» Directions: Note each line in the data below that holds "sneaker", and copy it.

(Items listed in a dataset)
□ □ □ □

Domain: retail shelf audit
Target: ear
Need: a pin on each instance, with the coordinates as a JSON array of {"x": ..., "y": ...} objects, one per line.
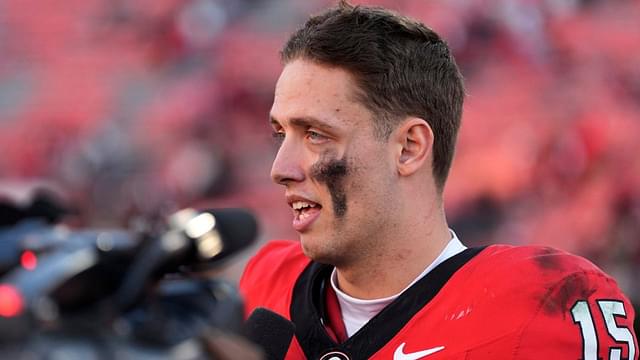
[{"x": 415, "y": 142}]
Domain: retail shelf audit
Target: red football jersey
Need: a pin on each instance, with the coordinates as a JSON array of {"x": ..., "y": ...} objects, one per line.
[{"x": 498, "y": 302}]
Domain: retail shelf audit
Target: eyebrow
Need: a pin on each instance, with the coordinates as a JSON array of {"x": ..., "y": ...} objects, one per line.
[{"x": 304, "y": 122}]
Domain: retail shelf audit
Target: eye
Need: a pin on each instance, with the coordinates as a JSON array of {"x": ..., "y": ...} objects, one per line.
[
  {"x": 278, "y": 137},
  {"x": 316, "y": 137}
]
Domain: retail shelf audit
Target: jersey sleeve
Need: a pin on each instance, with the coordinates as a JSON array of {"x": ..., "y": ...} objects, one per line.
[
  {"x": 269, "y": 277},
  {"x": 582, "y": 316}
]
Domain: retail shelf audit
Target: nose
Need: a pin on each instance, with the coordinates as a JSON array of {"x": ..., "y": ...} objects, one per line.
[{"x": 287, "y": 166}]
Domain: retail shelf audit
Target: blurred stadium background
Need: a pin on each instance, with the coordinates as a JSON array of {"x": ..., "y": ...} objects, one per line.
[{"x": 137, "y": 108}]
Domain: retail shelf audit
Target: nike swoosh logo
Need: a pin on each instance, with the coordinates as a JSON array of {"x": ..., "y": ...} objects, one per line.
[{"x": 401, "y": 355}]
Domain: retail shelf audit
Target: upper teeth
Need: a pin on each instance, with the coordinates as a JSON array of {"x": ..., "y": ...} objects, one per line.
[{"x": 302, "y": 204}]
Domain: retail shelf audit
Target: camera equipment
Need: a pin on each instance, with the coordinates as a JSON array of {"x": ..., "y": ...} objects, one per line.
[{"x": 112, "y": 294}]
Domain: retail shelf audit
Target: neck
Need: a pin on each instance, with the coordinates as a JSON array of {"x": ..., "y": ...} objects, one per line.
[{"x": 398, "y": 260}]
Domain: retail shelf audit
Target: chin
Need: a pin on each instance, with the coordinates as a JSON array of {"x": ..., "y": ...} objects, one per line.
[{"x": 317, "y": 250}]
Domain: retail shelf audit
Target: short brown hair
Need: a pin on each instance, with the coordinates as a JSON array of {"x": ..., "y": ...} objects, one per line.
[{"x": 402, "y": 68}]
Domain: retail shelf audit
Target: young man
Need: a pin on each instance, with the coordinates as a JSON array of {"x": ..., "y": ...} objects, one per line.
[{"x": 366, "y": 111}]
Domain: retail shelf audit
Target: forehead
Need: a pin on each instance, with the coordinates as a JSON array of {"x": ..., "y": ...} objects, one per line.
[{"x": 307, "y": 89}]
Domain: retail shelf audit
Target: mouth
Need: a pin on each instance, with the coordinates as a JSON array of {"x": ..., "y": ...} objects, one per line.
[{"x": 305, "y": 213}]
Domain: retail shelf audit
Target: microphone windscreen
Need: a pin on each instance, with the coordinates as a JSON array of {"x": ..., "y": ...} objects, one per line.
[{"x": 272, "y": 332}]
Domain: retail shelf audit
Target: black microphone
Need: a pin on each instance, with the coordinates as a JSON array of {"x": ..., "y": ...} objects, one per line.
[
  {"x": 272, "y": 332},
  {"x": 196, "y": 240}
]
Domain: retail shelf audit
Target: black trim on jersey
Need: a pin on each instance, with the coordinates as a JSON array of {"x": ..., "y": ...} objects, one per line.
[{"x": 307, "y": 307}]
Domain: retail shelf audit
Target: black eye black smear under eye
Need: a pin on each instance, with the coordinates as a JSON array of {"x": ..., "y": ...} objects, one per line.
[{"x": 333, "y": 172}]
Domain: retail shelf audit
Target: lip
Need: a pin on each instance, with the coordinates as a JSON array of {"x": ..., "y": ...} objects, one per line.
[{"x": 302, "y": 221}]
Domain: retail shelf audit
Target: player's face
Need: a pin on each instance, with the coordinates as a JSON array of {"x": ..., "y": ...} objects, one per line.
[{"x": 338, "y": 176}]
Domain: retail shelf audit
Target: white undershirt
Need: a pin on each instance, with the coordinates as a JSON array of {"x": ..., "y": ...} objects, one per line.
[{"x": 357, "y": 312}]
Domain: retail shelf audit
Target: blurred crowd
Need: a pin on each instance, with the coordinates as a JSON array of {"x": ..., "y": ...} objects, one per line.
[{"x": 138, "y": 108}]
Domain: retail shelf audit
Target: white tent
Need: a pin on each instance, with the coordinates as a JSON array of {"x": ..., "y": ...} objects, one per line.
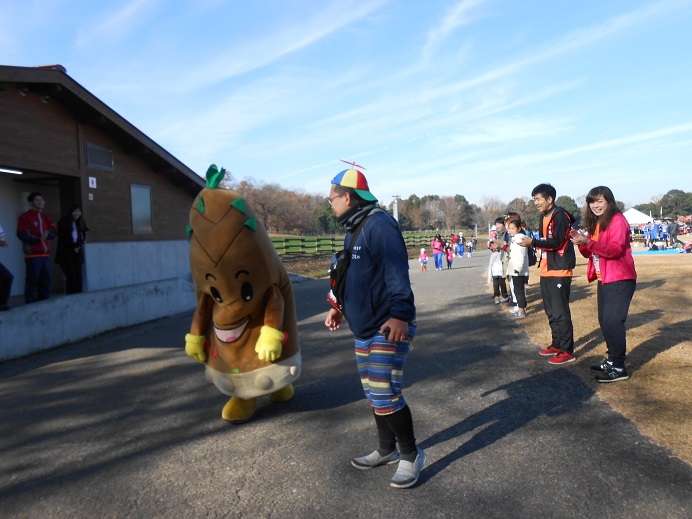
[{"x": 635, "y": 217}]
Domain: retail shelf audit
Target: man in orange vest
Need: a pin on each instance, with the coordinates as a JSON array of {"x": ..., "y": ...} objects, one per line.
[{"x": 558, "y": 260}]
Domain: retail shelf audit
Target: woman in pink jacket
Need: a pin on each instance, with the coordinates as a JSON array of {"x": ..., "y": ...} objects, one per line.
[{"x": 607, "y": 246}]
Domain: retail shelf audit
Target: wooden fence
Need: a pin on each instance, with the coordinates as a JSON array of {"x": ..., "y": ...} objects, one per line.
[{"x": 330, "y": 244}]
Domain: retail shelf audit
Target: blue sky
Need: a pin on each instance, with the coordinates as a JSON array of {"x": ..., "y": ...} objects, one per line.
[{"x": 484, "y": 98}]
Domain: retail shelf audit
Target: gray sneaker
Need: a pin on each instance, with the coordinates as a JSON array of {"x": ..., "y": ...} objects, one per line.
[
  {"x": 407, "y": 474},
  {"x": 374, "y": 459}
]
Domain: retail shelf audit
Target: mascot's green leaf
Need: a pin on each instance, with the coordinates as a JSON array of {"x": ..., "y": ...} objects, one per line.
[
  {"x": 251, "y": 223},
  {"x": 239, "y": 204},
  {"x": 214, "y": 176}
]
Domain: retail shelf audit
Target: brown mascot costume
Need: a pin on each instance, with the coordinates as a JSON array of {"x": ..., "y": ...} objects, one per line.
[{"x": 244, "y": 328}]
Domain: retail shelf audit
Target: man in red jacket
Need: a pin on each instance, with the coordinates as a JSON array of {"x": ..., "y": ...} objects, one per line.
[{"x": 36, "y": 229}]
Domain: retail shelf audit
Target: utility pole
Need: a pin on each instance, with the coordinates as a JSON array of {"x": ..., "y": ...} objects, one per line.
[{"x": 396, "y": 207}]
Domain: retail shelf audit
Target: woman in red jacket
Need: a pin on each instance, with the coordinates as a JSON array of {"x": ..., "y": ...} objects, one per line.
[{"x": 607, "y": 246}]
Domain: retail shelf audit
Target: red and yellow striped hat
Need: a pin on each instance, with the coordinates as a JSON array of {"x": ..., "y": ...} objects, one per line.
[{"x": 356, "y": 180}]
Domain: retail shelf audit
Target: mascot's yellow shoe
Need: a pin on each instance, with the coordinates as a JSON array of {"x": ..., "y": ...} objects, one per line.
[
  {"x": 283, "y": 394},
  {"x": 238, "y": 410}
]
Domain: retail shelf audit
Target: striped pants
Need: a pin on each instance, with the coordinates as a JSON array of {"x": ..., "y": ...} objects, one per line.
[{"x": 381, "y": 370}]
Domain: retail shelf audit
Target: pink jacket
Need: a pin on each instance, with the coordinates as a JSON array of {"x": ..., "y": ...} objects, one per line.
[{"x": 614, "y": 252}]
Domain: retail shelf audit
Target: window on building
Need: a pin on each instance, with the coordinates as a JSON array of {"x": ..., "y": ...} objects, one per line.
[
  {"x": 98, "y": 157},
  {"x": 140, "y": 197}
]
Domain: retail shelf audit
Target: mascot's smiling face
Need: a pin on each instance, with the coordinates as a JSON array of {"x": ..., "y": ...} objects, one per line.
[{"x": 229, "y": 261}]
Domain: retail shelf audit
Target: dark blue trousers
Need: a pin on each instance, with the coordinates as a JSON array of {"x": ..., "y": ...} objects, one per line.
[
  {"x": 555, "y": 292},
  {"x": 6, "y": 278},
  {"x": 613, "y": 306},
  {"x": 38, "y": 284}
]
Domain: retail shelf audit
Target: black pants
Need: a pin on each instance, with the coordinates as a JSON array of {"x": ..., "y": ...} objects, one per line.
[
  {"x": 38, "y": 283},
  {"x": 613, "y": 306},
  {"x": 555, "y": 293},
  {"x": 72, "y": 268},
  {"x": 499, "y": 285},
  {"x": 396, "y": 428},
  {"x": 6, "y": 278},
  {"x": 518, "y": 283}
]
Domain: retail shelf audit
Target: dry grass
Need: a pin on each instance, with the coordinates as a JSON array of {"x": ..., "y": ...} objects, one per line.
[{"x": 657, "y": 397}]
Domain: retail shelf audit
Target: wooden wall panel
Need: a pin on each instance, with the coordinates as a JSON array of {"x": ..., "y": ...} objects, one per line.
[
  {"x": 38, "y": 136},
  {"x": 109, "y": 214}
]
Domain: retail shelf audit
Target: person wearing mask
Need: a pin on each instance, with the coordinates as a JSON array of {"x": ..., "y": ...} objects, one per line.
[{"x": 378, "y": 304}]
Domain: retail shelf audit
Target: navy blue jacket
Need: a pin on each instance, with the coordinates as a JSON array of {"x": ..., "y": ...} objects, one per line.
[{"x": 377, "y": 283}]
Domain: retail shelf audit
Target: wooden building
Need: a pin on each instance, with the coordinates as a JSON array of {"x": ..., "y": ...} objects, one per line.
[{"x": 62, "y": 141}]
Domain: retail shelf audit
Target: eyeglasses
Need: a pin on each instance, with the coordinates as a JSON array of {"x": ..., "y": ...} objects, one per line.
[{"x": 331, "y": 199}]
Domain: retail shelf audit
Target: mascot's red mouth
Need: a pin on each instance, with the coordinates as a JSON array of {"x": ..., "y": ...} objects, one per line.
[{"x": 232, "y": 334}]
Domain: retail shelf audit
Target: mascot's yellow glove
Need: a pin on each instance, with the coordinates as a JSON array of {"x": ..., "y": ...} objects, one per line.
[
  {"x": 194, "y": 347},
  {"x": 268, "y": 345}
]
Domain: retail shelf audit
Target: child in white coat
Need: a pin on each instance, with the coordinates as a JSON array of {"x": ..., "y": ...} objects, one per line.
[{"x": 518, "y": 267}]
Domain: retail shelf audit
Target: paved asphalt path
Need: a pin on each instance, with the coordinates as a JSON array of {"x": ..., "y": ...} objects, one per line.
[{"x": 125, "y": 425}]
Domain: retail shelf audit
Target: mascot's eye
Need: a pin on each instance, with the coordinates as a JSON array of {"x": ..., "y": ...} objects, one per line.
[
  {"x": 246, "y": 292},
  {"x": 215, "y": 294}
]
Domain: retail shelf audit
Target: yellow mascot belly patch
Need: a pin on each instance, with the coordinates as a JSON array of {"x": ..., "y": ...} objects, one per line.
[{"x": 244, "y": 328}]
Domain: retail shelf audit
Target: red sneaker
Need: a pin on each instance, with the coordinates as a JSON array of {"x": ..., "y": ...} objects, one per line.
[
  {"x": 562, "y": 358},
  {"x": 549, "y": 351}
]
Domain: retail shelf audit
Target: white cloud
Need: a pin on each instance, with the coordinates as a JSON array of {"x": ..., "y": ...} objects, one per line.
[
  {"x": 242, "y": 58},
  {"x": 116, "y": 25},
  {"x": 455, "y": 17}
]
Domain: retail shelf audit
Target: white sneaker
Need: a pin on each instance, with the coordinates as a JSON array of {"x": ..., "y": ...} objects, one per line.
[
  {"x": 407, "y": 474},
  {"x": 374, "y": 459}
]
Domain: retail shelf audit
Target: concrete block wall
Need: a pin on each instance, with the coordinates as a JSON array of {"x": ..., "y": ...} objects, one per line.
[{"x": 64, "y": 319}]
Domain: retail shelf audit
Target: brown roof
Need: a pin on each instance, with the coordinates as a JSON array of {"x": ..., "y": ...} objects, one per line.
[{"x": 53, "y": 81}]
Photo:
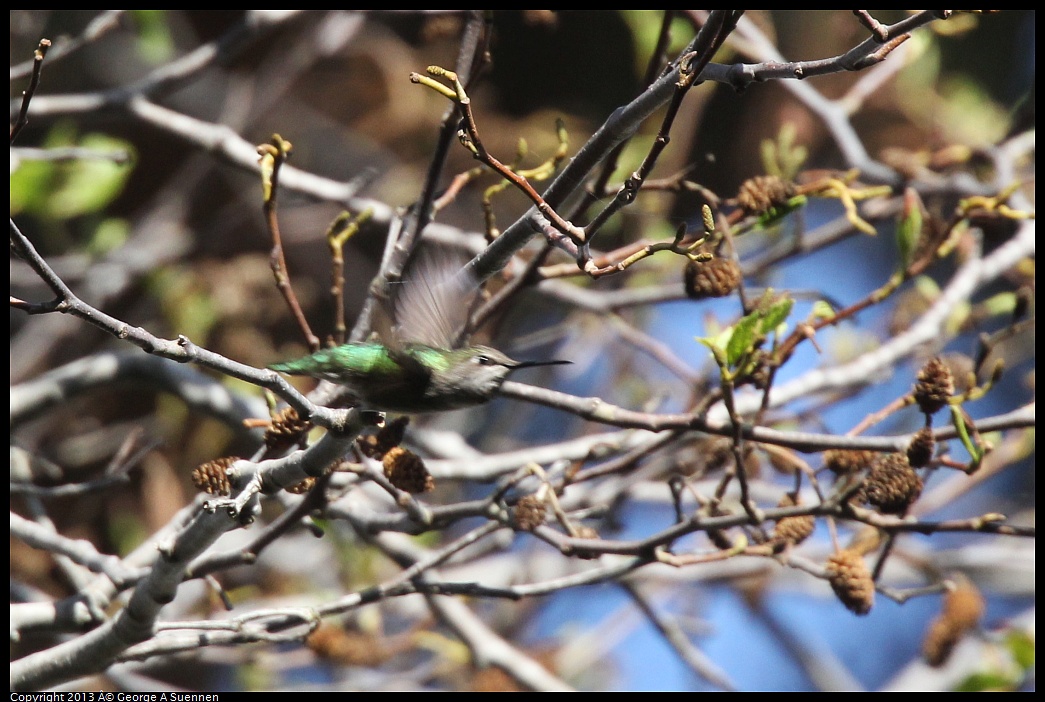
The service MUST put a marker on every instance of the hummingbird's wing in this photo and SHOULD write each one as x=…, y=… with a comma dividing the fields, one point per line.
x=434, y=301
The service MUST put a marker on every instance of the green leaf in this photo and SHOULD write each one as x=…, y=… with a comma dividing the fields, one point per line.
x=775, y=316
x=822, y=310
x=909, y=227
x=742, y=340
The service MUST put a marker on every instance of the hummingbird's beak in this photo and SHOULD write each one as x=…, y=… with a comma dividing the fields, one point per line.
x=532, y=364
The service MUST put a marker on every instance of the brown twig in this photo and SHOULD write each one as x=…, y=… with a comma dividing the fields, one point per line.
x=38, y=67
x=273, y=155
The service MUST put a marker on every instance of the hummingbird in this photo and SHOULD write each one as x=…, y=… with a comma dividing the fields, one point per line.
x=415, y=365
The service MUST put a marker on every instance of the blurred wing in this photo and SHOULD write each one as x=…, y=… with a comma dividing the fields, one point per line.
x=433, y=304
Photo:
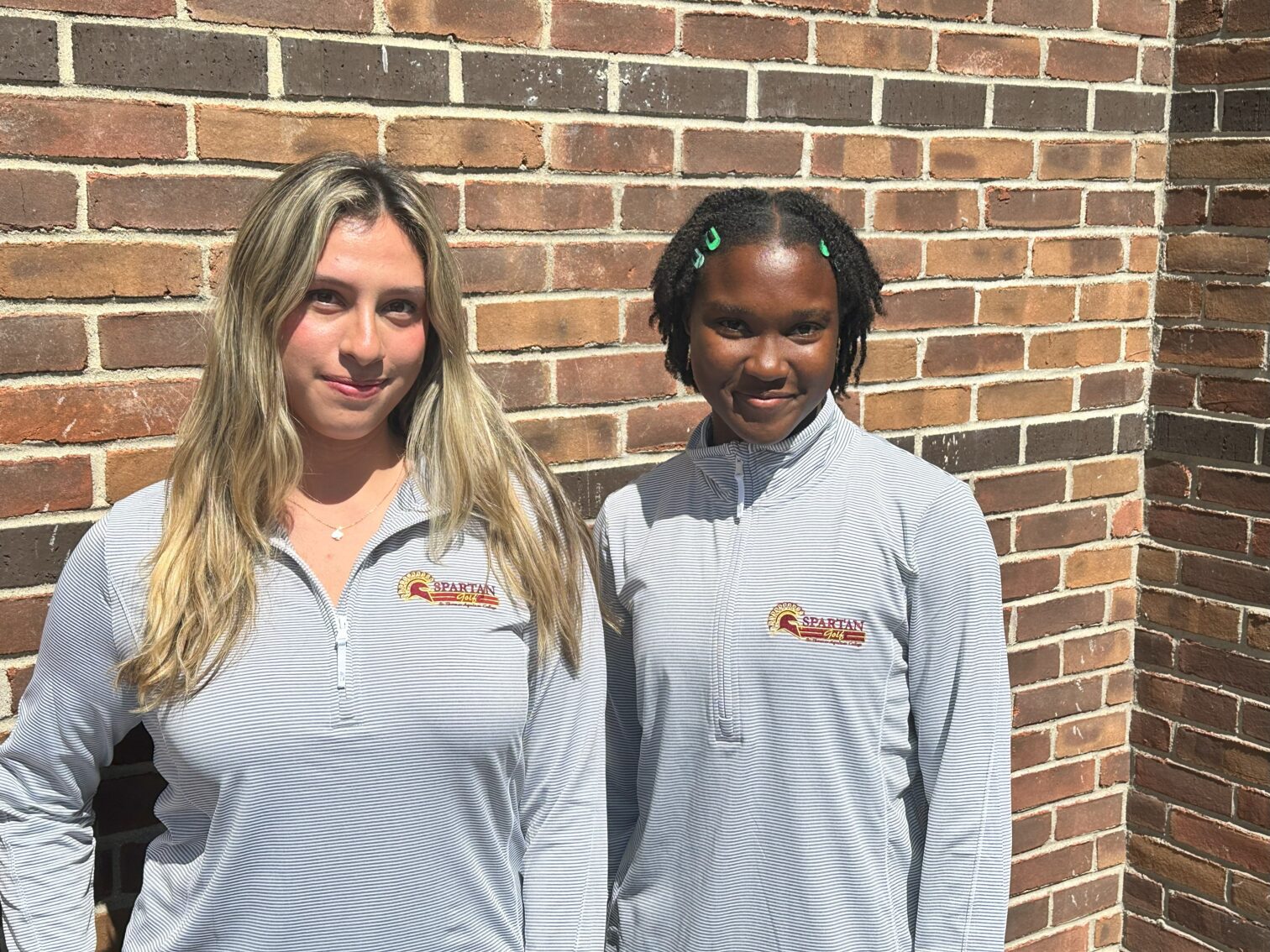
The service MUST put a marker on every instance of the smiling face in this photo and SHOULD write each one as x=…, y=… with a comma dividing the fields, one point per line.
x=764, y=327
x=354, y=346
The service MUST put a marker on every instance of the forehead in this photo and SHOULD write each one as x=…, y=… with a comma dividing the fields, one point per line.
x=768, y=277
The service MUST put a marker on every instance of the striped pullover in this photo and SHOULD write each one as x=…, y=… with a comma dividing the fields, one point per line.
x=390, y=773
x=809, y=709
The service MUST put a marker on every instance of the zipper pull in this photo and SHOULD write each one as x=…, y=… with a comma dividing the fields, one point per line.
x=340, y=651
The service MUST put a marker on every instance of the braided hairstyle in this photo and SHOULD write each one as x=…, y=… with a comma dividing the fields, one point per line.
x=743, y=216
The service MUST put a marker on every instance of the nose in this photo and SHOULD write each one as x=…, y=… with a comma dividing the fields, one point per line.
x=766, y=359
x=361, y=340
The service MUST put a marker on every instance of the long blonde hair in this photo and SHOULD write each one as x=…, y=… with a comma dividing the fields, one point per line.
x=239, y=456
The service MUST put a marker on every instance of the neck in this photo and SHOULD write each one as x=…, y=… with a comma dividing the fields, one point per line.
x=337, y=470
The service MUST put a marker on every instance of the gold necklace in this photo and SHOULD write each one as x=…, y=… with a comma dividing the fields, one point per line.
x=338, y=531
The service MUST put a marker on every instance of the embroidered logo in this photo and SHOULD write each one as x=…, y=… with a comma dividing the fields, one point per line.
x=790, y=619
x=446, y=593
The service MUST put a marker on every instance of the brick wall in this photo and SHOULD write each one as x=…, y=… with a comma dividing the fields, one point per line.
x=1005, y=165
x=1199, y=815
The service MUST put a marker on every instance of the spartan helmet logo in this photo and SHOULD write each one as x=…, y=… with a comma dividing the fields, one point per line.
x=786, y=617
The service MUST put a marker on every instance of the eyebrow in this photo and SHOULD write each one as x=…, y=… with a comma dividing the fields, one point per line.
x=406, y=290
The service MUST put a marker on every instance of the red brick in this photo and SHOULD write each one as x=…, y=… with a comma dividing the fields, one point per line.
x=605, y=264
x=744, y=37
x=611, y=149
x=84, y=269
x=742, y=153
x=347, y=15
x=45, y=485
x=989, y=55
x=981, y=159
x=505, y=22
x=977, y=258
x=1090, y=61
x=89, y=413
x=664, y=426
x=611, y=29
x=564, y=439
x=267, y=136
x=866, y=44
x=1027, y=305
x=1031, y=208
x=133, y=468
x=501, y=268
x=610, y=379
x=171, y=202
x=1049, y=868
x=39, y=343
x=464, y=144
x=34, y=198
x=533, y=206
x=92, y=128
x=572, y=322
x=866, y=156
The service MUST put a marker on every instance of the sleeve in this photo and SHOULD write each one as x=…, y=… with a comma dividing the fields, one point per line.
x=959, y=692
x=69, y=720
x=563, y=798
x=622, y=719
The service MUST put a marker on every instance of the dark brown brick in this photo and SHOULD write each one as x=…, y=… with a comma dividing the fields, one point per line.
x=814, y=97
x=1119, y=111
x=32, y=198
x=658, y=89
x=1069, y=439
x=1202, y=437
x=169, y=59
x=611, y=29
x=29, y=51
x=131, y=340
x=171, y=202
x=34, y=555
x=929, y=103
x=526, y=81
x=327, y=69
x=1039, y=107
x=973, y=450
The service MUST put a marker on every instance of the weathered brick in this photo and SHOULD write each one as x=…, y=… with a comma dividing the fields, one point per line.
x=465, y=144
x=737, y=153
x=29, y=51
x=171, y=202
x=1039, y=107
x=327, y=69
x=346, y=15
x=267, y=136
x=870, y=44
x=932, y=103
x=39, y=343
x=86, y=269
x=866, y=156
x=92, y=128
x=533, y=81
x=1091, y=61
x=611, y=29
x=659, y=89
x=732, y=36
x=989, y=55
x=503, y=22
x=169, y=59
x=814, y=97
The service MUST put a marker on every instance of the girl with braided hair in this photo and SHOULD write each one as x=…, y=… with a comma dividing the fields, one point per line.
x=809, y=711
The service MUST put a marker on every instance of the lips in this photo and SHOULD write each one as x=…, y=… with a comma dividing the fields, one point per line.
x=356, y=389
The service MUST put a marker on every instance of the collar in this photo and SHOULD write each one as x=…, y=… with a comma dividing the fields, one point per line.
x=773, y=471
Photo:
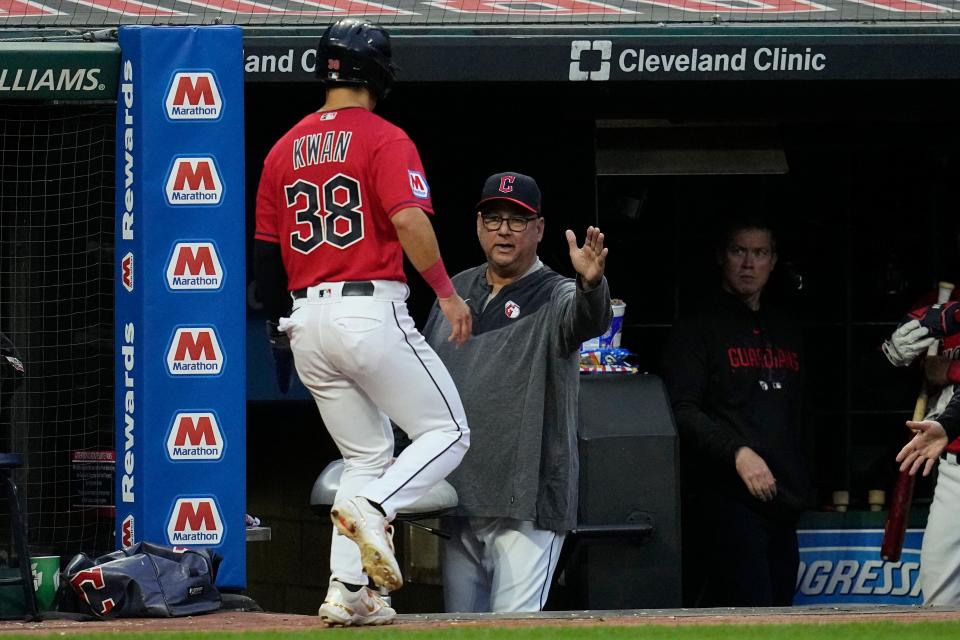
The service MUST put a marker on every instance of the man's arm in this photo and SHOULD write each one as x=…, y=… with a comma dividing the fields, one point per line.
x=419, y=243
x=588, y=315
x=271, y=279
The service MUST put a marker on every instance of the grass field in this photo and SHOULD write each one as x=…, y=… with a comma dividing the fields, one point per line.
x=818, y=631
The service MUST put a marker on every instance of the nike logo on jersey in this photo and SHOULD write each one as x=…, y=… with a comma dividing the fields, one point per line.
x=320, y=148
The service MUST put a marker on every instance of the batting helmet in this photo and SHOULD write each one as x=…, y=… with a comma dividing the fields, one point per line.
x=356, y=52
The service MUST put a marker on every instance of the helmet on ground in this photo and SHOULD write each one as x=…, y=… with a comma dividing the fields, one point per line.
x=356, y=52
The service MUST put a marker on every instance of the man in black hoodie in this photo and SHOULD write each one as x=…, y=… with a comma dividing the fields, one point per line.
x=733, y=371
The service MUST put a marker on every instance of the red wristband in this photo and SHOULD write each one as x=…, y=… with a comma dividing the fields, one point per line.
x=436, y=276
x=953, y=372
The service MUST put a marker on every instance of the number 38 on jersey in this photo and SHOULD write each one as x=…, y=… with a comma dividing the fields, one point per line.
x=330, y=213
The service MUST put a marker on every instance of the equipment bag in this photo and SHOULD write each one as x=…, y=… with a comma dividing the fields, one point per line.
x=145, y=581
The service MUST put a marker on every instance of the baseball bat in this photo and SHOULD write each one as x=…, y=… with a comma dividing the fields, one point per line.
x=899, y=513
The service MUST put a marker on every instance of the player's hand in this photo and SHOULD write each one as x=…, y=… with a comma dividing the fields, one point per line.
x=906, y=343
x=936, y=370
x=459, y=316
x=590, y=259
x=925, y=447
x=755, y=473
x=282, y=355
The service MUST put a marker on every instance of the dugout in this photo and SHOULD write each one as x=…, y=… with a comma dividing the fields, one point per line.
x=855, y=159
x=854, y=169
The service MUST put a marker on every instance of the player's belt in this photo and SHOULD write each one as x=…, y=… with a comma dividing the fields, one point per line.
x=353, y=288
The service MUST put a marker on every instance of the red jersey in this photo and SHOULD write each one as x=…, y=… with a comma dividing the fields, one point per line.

□ □ □ □

» Response to the exercise:
Target: gray sneaker
Target: red sneaker
Target: white sneaker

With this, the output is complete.